Action item: Hunt through the lines below for the string "dark" and copy each one that has it.

Source material:
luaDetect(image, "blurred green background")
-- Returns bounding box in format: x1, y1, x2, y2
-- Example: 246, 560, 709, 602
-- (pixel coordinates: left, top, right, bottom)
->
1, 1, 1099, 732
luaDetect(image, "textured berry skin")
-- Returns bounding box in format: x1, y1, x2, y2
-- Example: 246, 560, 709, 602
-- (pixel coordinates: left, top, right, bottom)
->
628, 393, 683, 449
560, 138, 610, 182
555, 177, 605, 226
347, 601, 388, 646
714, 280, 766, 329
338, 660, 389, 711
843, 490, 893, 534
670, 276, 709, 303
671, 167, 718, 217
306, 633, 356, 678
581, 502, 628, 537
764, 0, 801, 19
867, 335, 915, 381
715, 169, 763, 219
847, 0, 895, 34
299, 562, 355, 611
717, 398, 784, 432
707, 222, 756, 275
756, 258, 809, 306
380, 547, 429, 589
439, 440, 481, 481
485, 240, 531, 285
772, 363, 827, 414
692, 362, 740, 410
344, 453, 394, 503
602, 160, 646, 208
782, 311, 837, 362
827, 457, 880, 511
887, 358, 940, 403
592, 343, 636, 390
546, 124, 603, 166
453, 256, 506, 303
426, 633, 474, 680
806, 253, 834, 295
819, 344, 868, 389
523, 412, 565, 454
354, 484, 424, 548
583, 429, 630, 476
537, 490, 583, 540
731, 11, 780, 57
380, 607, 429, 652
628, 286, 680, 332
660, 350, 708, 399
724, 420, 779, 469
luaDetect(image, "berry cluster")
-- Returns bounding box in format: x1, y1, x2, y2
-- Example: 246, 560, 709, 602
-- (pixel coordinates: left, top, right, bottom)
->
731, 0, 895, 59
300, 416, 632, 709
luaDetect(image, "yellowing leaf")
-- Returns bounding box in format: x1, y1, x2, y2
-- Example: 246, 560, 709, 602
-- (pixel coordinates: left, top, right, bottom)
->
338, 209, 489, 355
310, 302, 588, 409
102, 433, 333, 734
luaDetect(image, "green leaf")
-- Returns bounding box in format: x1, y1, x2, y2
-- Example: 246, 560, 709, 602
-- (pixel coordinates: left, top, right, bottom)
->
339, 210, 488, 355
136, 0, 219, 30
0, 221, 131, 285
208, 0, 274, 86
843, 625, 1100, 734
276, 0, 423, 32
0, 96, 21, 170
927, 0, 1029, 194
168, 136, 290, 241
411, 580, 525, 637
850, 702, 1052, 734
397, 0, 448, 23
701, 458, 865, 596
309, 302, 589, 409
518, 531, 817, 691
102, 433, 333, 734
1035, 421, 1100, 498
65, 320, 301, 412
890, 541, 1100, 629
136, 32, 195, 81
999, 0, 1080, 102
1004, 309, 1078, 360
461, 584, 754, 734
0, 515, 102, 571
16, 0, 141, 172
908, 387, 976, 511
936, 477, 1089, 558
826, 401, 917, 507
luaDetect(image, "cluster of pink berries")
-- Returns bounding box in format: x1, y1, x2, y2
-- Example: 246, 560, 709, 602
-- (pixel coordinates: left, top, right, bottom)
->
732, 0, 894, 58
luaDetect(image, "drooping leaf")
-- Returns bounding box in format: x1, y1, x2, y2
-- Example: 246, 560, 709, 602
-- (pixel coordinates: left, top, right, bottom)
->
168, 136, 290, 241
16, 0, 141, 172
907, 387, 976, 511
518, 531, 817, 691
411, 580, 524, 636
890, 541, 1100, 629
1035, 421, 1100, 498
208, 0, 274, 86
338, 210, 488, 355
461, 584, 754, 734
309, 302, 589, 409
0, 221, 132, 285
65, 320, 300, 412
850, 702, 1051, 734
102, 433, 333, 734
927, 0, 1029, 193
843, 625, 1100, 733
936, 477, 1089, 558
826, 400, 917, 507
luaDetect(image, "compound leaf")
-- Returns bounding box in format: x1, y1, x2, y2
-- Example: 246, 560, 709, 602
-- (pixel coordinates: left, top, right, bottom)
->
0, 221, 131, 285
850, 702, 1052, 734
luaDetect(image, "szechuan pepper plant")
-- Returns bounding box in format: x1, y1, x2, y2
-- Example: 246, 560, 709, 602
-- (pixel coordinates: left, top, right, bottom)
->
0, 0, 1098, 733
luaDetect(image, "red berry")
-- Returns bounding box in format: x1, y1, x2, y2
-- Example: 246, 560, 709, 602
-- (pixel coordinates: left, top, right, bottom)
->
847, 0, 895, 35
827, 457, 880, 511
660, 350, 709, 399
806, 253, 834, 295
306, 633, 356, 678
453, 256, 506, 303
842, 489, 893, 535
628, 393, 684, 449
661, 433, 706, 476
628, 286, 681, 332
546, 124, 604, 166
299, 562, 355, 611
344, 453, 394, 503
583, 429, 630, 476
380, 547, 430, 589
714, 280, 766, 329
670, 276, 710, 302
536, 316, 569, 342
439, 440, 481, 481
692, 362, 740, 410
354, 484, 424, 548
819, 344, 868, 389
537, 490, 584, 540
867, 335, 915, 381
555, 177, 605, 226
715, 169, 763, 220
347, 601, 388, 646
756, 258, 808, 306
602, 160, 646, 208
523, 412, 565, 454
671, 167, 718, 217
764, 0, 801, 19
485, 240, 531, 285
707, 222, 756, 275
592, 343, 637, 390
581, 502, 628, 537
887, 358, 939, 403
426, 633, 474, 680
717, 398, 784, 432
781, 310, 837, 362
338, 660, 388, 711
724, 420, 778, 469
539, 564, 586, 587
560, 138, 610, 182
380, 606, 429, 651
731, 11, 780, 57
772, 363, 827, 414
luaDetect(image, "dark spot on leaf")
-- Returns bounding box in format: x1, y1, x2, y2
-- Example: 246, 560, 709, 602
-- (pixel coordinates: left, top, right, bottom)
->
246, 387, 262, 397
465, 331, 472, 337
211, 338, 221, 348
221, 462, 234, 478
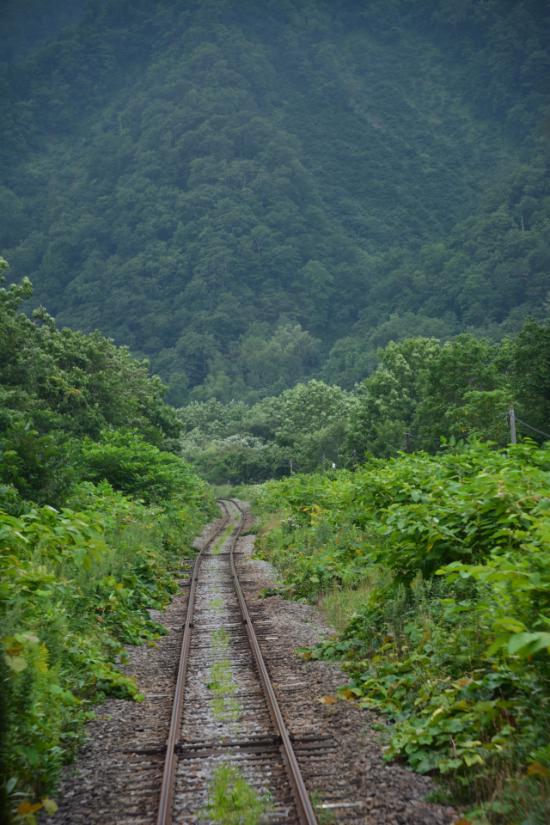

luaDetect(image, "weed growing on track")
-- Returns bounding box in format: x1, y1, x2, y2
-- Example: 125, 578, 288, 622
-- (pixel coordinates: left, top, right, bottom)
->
212, 525, 234, 555
208, 659, 241, 722
212, 628, 230, 652
211, 696, 241, 723
202, 763, 271, 824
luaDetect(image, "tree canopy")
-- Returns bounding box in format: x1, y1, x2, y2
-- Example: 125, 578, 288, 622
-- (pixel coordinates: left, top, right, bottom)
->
1, 0, 548, 401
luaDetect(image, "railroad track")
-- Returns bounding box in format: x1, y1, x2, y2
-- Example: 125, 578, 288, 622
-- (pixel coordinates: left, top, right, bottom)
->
46, 499, 443, 824
157, 499, 319, 824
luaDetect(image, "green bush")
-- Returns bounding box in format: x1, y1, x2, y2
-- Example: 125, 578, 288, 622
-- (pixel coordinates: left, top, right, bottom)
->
254, 441, 550, 822
82, 429, 205, 505
0, 481, 210, 820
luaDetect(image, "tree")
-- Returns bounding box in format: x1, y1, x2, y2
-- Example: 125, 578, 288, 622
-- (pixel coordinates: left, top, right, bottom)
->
347, 338, 441, 458
509, 320, 550, 440
0, 261, 182, 505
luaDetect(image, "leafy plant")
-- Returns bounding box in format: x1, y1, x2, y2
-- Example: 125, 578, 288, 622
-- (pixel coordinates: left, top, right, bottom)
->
0, 484, 211, 817
253, 441, 550, 821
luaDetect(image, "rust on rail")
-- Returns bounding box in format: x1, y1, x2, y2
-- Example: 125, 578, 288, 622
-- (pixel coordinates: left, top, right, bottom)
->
228, 498, 319, 825
156, 507, 231, 825
156, 499, 318, 825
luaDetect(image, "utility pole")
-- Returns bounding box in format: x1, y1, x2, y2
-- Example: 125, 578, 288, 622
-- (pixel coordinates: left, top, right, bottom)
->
508, 406, 517, 444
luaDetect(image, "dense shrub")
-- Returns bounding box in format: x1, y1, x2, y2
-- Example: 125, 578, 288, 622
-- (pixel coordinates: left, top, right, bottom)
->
82, 429, 206, 505
0, 481, 211, 820
254, 441, 550, 822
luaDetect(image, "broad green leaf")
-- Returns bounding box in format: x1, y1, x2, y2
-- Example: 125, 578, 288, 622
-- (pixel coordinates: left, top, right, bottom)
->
463, 752, 484, 767
493, 617, 527, 633
4, 654, 27, 672
508, 632, 550, 656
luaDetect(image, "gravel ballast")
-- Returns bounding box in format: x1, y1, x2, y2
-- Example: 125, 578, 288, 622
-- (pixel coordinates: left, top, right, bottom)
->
45, 504, 456, 824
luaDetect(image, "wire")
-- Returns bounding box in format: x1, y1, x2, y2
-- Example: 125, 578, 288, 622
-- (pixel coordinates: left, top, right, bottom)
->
515, 417, 550, 440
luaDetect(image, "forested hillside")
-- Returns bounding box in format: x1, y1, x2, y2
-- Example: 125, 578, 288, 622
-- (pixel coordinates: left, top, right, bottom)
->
2, 0, 549, 402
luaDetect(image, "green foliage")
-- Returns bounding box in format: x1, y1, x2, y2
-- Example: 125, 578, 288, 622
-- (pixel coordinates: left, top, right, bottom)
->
178, 322, 550, 483
179, 379, 355, 483
253, 441, 550, 821
82, 429, 206, 505
344, 325, 550, 460
251, 380, 356, 472
0, 481, 210, 817
345, 333, 513, 458
0, 417, 80, 509
0, 261, 179, 446
509, 320, 550, 439
1, 3, 549, 400
0, 263, 213, 820
0, 261, 182, 509
202, 763, 271, 825
347, 337, 443, 457
181, 431, 288, 486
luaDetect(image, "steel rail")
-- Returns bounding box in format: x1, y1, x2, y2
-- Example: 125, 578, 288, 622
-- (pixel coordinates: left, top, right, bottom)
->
156, 507, 231, 825
157, 499, 318, 825
226, 498, 319, 825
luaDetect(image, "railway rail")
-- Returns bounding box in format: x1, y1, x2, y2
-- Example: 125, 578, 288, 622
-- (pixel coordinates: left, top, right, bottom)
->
157, 499, 319, 824
46, 498, 451, 825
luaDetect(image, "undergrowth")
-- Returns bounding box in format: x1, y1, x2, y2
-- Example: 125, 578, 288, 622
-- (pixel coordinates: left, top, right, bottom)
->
1, 481, 211, 822
252, 441, 550, 823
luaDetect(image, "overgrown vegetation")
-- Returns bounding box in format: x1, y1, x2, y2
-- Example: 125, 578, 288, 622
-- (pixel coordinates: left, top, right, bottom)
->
253, 441, 550, 822
0, 262, 213, 822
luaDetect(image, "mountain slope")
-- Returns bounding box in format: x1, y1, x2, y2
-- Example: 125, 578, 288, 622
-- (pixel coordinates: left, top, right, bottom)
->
1, 0, 549, 401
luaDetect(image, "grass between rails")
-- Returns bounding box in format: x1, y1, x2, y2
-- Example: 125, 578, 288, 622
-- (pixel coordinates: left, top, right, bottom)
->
212, 524, 236, 556
209, 628, 240, 722
212, 628, 230, 651
207, 657, 241, 722
251, 441, 550, 824
202, 763, 272, 824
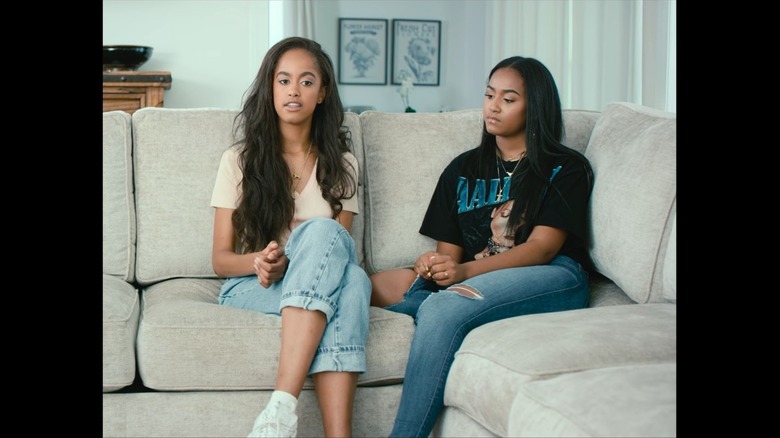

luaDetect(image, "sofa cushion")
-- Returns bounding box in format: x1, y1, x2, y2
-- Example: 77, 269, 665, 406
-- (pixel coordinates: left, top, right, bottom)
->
360, 110, 482, 273
359, 109, 599, 274
132, 108, 239, 285
132, 108, 366, 285
103, 385, 401, 437
343, 112, 365, 267
585, 102, 676, 303
508, 363, 676, 437
136, 278, 414, 390
443, 303, 676, 436
561, 109, 600, 154
103, 273, 140, 392
662, 213, 677, 302
103, 111, 136, 283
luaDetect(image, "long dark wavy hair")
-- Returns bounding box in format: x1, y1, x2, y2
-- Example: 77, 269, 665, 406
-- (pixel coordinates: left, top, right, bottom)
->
231, 37, 356, 252
472, 56, 594, 245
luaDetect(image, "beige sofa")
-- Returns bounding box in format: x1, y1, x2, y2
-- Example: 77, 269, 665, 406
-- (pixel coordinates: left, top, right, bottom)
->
103, 102, 676, 437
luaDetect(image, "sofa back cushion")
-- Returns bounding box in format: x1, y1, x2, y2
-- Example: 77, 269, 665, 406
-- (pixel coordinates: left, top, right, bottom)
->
662, 212, 676, 302
561, 109, 600, 154
103, 111, 136, 282
343, 112, 365, 267
133, 108, 240, 286
585, 102, 676, 303
132, 108, 366, 286
359, 108, 600, 274
360, 110, 482, 273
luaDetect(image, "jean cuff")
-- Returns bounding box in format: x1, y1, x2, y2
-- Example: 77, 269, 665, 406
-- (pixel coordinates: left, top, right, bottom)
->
309, 346, 366, 374
280, 290, 337, 321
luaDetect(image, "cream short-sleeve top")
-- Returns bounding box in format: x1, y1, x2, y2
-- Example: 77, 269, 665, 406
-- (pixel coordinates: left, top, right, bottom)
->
211, 146, 359, 241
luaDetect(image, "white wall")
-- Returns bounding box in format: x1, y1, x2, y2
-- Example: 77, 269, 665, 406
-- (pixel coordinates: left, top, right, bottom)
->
103, 0, 674, 113
311, 0, 487, 113
103, 0, 269, 110
103, 0, 486, 112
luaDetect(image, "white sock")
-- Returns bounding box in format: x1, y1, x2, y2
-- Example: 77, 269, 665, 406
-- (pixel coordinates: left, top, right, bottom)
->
268, 390, 298, 412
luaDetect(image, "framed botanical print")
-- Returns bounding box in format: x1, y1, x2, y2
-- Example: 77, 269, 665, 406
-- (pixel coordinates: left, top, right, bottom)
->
338, 18, 388, 85
391, 19, 441, 86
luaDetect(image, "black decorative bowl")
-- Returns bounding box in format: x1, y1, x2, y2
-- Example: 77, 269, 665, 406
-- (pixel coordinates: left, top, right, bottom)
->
103, 45, 154, 72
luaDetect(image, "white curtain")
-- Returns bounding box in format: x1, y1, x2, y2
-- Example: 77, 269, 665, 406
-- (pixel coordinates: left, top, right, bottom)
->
283, 0, 315, 38
487, 0, 676, 113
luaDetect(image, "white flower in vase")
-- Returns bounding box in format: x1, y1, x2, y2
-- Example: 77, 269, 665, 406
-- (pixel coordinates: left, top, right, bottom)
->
397, 73, 416, 112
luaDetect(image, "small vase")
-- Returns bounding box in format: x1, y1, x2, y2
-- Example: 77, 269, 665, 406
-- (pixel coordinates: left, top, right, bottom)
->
405, 107, 416, 113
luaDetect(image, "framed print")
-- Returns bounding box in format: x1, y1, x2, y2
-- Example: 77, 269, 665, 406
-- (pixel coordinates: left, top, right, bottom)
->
338, 18, 388, 85
391, 19, 441, 86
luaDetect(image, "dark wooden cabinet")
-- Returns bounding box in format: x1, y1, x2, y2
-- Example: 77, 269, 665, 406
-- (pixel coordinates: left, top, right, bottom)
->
103, 71, 172, 114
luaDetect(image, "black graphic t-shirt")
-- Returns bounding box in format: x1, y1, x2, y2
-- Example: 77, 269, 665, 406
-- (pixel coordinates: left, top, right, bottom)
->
419, 148, 592, 270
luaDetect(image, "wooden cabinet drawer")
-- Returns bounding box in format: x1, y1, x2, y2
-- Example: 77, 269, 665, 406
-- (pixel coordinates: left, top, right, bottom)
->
103, 71, 171, 115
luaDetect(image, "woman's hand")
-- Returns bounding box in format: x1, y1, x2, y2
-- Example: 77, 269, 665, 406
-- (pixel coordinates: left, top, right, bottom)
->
253, 241, 288, 288
415, 250, 461, 286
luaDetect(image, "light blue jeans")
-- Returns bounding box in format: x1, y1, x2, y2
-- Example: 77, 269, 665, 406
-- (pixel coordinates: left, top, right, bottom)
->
386, 255, 590, 438
219, 217, 370, 374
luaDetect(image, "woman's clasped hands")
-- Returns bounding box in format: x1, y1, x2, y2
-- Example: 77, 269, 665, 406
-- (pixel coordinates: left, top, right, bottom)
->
415, 251, 459, 286
254, 240, 288, 288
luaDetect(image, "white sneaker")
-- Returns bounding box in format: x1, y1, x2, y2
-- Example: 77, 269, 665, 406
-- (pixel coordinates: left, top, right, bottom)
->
247, 400, 298, 438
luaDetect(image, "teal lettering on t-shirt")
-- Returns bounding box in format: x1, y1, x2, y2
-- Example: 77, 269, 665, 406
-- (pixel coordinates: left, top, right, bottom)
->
456, 176, 506, 213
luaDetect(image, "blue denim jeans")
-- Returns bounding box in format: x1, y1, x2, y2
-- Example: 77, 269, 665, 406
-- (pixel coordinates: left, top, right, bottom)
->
387, 255, 590, 438
219, 217, 370, 375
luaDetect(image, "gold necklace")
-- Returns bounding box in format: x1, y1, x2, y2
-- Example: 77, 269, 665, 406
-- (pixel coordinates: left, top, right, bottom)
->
496, 149, 526, 177
291, 141, 313, 198
495, 149, 526, 201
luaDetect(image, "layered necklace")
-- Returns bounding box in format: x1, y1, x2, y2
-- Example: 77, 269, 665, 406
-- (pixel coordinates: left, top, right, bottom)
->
495, 148, 526, 202
290, 141, 313, 199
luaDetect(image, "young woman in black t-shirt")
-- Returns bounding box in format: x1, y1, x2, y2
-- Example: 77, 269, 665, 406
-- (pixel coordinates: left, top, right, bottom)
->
370, 56, 595, 438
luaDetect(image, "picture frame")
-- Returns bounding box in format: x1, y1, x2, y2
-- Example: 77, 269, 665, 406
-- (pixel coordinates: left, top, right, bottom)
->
338, 18, 388, 85
391, 19, 441, 86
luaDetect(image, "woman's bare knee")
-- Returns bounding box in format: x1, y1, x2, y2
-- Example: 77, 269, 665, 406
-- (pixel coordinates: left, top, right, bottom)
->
370, 269, 416, 307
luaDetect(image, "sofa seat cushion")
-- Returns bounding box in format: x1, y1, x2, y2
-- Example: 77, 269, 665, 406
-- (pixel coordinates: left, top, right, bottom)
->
104, 385, 401, 437
443, 303, 676, 436
136, 278, 415, 390
103, 273, 140, 392
587, 272, 636, 307
507, 363, 676, 437
434, 406, 498, 437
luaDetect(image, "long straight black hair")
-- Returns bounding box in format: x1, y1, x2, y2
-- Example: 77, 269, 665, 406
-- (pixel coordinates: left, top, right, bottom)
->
472, 56, 593, 244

Solved problem:
luaDetect(image, "dark spot on leaf")
luaDetect(image, "long dark wavy hair")
luaDetect(image, "dark wooden cabinet")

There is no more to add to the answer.